The problem — Beginning at the line containing "boy's hair above? Mark it with a dot." and continuing to the end of the records below, give each line again exactly as it stands, and only those lines.

* * *

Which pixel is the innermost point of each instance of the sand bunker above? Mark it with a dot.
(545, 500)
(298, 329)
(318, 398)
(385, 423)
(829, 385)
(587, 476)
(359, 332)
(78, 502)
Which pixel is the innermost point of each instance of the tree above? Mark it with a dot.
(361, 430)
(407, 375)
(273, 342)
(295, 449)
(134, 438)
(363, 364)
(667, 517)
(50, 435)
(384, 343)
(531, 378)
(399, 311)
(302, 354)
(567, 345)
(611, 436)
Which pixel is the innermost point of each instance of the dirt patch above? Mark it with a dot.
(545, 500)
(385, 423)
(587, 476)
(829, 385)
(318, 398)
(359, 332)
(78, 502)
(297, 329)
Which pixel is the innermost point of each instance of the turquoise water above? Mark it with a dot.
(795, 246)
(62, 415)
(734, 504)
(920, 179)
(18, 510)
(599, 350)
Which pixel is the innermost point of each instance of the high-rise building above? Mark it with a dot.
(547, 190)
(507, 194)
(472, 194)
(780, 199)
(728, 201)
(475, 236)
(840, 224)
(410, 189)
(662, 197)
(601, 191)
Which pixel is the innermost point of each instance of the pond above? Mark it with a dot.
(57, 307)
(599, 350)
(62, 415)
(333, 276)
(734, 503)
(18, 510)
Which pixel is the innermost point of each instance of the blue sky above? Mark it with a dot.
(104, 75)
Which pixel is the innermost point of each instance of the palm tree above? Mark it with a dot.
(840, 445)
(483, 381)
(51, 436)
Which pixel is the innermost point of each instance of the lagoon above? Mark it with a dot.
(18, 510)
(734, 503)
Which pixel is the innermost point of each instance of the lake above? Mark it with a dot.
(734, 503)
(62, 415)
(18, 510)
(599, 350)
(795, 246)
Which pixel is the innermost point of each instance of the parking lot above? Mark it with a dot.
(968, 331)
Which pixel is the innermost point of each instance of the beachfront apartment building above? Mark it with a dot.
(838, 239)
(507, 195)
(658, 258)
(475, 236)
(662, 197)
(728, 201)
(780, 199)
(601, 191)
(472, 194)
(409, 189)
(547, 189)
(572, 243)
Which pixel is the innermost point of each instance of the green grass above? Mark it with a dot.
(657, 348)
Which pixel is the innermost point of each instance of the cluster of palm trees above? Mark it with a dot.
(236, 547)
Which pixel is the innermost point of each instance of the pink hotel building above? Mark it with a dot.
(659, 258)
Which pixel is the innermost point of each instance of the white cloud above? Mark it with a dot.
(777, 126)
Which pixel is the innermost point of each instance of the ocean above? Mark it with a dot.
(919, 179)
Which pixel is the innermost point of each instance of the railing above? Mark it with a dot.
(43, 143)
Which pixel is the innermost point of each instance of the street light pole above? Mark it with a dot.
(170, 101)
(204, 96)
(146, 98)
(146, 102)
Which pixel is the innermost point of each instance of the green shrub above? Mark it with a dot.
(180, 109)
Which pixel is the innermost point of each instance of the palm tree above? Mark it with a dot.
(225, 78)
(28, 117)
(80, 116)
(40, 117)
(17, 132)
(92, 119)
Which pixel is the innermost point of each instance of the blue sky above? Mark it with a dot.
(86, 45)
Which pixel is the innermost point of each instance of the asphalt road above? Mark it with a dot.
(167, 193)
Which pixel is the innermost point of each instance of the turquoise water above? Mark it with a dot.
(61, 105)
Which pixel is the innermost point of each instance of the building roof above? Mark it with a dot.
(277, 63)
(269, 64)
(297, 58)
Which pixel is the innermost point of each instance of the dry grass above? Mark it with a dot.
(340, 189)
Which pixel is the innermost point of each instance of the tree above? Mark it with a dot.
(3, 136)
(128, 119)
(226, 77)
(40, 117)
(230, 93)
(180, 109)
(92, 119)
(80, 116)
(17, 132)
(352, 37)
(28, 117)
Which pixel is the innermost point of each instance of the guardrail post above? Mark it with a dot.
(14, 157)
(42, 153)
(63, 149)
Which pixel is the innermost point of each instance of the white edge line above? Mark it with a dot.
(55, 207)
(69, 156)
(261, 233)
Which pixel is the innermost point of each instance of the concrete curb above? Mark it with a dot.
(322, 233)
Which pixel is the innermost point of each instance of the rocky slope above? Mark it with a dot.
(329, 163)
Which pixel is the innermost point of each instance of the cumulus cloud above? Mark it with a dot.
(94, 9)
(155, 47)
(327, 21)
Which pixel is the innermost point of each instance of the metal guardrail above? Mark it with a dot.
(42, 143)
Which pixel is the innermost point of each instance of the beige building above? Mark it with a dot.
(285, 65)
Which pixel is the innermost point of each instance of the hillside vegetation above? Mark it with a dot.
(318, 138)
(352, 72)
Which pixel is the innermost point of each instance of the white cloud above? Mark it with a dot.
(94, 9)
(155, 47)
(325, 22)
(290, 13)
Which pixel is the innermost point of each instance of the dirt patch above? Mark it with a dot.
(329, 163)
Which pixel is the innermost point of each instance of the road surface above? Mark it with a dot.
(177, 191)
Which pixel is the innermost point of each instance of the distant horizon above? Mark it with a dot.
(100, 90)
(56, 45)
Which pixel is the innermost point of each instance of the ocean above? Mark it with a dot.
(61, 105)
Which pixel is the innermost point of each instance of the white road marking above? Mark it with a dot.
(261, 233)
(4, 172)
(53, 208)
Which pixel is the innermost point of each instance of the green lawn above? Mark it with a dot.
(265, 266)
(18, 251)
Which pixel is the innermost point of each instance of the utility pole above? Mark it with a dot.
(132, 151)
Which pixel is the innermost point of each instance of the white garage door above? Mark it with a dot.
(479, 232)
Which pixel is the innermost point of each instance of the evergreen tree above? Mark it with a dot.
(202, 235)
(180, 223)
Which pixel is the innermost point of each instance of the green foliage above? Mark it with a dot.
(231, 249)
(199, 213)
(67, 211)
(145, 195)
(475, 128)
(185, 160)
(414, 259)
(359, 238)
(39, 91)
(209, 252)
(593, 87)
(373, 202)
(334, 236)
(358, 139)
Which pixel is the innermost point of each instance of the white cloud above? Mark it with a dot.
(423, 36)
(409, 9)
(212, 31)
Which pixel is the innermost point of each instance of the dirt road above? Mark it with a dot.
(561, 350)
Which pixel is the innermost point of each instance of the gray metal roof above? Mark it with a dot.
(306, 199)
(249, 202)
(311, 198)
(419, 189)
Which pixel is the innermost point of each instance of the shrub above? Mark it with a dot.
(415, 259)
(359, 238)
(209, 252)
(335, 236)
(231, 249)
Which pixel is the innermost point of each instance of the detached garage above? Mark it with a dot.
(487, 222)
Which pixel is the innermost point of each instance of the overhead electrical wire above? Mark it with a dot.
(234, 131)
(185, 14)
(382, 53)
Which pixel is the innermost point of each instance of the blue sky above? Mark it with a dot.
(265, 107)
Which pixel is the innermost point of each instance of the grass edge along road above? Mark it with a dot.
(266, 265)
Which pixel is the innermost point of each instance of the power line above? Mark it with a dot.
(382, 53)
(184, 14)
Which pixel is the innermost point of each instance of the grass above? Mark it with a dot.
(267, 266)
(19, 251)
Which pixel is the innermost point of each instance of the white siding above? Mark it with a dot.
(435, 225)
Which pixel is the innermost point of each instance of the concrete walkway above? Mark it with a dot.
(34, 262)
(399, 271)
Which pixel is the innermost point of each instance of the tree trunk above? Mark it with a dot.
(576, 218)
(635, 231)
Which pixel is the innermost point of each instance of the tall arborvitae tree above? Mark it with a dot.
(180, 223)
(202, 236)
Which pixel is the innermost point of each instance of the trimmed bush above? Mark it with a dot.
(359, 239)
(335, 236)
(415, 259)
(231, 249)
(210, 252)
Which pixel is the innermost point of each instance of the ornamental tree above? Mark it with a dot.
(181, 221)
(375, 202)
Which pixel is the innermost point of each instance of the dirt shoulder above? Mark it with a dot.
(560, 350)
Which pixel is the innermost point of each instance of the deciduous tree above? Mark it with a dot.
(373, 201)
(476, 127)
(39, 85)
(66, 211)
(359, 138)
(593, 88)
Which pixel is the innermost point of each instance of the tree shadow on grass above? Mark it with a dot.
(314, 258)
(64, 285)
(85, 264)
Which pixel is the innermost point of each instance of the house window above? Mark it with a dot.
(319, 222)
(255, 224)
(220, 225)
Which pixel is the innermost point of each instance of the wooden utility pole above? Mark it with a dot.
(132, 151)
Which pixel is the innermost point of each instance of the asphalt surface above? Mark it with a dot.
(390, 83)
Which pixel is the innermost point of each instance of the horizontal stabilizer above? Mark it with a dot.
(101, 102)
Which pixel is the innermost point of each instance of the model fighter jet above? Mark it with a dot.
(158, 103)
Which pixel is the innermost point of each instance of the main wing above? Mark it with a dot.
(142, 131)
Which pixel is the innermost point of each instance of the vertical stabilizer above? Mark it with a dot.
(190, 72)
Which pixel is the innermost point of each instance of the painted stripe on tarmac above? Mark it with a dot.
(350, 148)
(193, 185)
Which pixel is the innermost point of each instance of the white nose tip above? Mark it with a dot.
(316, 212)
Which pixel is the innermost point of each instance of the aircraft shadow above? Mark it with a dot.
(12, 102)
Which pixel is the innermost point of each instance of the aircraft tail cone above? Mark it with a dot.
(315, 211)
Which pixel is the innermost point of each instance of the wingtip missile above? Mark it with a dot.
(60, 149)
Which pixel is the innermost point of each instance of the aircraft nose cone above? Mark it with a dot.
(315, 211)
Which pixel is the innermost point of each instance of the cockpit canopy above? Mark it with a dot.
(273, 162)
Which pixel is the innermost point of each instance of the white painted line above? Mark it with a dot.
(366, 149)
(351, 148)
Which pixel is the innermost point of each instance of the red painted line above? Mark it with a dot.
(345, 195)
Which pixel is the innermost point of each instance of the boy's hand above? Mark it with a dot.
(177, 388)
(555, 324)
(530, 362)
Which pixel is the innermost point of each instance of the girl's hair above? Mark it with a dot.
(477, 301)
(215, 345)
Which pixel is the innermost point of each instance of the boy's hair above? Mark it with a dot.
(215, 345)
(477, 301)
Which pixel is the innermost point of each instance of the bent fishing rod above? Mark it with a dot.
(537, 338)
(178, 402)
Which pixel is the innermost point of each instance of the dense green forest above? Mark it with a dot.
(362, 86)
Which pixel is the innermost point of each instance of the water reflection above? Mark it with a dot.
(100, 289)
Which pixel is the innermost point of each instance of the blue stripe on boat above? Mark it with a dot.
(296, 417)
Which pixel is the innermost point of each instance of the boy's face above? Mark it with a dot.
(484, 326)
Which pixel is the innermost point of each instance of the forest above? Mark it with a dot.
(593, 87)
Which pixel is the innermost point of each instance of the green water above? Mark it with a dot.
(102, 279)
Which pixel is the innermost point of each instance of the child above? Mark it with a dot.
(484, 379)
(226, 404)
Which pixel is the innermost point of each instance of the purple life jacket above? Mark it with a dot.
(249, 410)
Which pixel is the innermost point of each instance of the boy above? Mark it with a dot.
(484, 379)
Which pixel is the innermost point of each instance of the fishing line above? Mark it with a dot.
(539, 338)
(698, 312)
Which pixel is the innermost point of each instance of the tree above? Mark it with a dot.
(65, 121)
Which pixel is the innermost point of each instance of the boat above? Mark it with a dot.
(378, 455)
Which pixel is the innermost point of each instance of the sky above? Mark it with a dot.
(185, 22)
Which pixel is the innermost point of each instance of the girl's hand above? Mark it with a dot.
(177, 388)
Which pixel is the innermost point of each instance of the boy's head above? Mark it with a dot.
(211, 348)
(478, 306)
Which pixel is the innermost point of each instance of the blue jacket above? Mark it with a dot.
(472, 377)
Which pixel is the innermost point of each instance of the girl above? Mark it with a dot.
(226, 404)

* * *

Task result —
Which pixel is the innermost point of each instance of the boy's hair above? Mark it with a dot.
(215, 345)
(477, 301)
Which pixel is the innermost point of each instance of the bent fishing rod above? Mark it with a dot.
(537, 338)
(178, 402)
Which pixel is the innermost point of each instance of the dense green forest above? Mark it with a dot.
(362, 86)
Which pixel is the innermost point of each instance of the water reflection above? Mark it with a dot.
(100, 289)
Which pixel is the innermost point of each instance of the blue stripe on boat above? Mark it with a dot.
(296, 417)
Which pixel is the innermost point of each instance of the boy's face above? Mark it with a dot.
(484, 326)
Which pixel is the innermost point of each instance of the forest above? Mark it with a dot.
(593, 87)
Which pixel is the innermost point of each instance of the green water above? Mark it with a dot.
(102, 279)
Which pixel is the innermost point of each instance of the child above? Mark it with a dot.
(484, 379)
(226, 404)
Which pixel is the innermost point of each instance of the purple life jacket above? Mark it with a dot.
(249, 410)
Which pixel is the innermost point of each instance of the boy above? Mark it with a dot.
(484, 379)
Which pixel is the innermost point of each instance of the fishing line above? Mark it with a dot.
(539, 338)
(698, 312)
Which pixel is the innermost point of each instance of the tree above? Mark it with a dot.
(65, 121)
Which pixel is the innermost point of each instance of the boat above? Mark it with a dot.
(378, 455)
Which pixel is the innermost point of each instance of the sky above? Mark it with a dot.
(185, 22)
Which pixel is the innermost point of each instance of the girl's hand above? Mark it with a dot.
(177, 388)
Which pixel is the innermost point of each instance of the boy's head above? Mark it with a dot.
(211, 348)
(478, 306)
Which pixel is the innermost point of each instance of the blue jacket above? Mark it with a dot.
(472, 377)
Which pixel is the innermost point of each instance of the girl above? Mark it with a dot.
(226, 404)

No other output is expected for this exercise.